### Task to carry out
Return every line of the records below that contains the string "lawn", matching case exactly.

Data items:
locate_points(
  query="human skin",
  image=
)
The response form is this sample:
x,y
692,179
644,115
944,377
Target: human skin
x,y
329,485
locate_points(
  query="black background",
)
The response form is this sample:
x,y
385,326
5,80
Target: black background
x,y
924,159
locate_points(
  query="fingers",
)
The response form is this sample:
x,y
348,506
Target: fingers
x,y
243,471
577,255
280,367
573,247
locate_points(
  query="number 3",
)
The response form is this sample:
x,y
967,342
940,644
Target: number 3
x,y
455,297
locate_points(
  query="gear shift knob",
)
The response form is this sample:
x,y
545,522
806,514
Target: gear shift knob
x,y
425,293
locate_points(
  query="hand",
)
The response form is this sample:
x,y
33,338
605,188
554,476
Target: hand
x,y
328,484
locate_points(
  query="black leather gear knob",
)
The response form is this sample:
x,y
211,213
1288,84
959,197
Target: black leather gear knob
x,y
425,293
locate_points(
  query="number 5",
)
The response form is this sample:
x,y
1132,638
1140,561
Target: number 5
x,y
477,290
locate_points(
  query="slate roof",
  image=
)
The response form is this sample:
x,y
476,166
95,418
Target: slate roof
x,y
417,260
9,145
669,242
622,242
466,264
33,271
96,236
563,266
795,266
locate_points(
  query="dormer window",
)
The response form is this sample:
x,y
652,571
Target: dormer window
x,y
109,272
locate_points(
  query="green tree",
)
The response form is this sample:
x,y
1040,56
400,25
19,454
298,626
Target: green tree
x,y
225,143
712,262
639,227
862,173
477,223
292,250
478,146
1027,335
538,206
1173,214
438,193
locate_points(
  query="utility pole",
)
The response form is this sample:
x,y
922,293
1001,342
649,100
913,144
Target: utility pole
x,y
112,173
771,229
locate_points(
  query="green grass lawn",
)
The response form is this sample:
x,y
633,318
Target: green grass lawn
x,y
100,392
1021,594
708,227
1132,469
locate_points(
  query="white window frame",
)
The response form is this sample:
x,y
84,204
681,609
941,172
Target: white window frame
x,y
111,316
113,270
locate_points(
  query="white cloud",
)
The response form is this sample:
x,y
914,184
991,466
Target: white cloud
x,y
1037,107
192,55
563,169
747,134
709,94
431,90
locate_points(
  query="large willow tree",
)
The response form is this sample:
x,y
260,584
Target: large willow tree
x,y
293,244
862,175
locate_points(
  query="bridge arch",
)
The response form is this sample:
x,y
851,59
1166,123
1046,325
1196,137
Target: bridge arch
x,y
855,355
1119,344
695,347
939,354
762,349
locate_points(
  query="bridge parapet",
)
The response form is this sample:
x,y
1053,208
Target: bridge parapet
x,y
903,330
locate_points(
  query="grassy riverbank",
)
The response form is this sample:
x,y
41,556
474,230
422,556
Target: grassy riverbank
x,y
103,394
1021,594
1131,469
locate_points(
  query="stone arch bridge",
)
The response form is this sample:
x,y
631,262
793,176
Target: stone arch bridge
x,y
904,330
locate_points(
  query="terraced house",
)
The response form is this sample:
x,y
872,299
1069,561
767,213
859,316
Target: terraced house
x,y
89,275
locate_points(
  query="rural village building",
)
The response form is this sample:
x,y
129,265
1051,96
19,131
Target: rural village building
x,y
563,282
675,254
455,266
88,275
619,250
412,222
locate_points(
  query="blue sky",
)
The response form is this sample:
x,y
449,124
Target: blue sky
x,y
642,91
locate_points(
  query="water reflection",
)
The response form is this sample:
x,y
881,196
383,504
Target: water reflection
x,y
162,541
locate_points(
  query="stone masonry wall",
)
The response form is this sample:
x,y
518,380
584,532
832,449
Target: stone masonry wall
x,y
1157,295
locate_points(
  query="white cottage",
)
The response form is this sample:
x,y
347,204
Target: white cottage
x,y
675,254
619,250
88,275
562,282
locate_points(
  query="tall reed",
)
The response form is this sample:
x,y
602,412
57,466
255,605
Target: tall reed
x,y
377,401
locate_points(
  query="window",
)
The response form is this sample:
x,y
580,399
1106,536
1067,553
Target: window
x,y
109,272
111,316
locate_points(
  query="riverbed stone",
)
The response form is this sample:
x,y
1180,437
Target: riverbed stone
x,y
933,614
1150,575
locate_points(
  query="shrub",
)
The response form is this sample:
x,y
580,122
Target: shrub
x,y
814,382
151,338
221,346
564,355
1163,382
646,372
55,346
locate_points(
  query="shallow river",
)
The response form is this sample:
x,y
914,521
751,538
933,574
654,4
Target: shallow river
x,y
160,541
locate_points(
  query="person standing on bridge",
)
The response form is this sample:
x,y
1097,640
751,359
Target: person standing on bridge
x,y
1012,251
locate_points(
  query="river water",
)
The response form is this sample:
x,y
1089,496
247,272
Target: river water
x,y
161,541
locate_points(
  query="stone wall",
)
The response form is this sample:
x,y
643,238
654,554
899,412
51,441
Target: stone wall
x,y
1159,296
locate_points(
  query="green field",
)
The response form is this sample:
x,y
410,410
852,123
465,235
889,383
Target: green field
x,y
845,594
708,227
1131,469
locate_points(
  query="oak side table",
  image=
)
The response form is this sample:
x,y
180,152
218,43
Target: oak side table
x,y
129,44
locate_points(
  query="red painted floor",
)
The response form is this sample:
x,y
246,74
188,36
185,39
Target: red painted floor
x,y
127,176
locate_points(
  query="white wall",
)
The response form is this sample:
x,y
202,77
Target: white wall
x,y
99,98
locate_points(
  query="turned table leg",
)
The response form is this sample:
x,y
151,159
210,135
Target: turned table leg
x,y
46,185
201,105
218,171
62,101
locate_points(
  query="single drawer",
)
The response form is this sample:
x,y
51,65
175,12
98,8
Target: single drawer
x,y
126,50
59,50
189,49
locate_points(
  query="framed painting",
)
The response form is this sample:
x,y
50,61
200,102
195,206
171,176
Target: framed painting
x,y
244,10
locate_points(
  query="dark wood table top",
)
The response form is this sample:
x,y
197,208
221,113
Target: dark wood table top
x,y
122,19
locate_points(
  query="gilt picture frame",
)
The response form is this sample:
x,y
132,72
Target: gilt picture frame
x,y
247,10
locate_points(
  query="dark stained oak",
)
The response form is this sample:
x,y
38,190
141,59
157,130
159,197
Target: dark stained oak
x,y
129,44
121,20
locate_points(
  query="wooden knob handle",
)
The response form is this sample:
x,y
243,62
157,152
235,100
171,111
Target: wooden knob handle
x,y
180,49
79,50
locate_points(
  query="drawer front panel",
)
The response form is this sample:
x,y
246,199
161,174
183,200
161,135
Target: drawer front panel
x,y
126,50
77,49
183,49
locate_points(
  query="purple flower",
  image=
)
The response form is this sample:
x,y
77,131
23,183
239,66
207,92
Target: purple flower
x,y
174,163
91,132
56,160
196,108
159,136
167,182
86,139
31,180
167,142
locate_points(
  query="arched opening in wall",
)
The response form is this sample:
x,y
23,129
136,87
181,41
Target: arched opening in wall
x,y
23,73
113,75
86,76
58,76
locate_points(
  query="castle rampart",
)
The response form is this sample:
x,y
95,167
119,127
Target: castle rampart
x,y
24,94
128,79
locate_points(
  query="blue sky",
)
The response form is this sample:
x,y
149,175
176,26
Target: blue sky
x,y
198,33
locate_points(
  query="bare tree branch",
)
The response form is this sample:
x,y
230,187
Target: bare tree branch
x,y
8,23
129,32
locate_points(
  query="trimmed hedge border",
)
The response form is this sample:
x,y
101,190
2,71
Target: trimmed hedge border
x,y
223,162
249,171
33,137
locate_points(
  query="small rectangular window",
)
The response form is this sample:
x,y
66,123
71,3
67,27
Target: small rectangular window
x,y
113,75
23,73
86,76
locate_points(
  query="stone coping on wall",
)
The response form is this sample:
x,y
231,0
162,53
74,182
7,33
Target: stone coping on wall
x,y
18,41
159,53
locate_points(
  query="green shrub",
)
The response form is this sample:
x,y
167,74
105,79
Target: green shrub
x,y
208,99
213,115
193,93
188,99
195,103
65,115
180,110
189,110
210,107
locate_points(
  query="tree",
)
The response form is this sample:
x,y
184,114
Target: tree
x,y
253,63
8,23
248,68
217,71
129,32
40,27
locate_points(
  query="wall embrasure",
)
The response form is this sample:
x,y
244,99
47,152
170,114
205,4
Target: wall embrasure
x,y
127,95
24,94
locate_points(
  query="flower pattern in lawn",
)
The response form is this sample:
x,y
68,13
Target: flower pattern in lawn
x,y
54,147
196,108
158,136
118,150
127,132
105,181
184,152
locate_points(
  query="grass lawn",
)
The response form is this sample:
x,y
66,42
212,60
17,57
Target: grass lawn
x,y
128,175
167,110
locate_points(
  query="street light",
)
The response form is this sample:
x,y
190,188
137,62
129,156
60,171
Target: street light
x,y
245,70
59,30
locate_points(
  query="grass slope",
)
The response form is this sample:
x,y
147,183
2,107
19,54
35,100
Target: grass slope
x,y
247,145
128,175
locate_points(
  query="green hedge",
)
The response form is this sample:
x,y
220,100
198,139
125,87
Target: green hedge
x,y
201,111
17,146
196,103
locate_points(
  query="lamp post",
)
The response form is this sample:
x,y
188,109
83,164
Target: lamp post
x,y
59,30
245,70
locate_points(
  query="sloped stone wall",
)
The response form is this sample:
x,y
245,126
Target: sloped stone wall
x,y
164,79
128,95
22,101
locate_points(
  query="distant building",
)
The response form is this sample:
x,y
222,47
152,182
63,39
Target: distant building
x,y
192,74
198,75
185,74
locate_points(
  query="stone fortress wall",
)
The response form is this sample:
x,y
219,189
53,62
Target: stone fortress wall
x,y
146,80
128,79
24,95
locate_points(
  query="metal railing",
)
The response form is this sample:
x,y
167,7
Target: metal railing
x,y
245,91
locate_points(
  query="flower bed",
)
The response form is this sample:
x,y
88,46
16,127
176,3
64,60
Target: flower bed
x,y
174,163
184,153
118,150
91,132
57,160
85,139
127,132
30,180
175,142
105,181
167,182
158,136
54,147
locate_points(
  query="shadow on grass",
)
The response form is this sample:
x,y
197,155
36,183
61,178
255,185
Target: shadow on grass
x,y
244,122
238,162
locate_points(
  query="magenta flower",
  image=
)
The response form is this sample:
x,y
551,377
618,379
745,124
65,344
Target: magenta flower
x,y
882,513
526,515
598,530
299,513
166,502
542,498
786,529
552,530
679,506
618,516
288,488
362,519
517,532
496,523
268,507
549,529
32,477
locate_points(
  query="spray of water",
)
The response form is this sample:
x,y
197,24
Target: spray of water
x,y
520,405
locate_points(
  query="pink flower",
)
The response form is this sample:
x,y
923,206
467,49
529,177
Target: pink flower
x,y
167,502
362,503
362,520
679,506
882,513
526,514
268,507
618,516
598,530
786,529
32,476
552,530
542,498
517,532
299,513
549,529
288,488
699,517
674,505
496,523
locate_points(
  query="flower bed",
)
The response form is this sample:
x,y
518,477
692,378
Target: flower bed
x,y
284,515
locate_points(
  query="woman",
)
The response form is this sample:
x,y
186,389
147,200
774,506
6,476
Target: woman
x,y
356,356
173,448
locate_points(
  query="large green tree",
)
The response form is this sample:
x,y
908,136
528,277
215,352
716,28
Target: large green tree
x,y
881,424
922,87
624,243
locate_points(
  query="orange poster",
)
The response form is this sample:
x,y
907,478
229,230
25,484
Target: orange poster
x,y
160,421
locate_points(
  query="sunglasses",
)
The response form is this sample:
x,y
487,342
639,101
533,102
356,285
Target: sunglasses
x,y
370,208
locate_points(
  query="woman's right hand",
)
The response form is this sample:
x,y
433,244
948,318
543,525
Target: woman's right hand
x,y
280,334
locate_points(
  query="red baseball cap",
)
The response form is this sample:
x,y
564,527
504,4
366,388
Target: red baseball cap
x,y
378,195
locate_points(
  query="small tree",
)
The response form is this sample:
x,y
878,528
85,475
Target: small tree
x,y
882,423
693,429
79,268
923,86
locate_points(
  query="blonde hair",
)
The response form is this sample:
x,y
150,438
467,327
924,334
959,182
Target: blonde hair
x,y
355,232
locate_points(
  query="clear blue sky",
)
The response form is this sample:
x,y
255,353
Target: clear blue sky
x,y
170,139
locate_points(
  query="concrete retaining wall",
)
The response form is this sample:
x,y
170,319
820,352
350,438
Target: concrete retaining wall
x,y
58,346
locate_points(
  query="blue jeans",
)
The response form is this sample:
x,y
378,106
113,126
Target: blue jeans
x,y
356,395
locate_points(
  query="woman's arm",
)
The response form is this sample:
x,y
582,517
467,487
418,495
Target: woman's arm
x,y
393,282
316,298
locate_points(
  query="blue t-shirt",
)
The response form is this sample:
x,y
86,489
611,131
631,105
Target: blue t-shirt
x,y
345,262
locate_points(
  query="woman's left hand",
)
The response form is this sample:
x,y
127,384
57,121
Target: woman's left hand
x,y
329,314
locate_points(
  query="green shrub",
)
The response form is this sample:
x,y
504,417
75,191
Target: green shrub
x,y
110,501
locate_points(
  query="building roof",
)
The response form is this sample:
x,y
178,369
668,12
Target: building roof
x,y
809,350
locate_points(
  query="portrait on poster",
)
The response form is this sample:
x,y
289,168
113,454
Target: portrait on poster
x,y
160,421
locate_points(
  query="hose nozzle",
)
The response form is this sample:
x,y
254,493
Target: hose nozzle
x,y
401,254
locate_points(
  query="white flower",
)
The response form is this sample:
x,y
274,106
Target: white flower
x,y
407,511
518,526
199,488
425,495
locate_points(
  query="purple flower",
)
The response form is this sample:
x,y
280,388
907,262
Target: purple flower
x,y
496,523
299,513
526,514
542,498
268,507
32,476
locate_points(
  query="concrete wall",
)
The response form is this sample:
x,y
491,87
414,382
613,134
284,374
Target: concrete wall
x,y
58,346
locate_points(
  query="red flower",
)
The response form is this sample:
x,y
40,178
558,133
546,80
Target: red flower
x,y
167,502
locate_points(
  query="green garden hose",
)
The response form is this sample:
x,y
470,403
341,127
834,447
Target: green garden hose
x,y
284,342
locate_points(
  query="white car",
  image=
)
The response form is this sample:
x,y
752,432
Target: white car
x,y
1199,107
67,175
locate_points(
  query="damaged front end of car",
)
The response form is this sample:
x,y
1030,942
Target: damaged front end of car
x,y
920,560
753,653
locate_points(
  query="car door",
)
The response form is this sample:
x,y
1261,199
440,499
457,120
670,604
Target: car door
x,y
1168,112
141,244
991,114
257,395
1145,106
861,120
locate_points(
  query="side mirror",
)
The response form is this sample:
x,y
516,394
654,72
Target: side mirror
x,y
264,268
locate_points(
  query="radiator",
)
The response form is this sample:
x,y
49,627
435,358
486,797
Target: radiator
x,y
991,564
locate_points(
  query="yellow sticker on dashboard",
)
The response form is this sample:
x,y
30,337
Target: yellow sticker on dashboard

### Answer to this exercise
  query="green grass lawn",
Target: green grass lawn
  query="flower pattern in lawn",
Target: flower pattern in lawn
  query="grass lawn",
Target: grass lawn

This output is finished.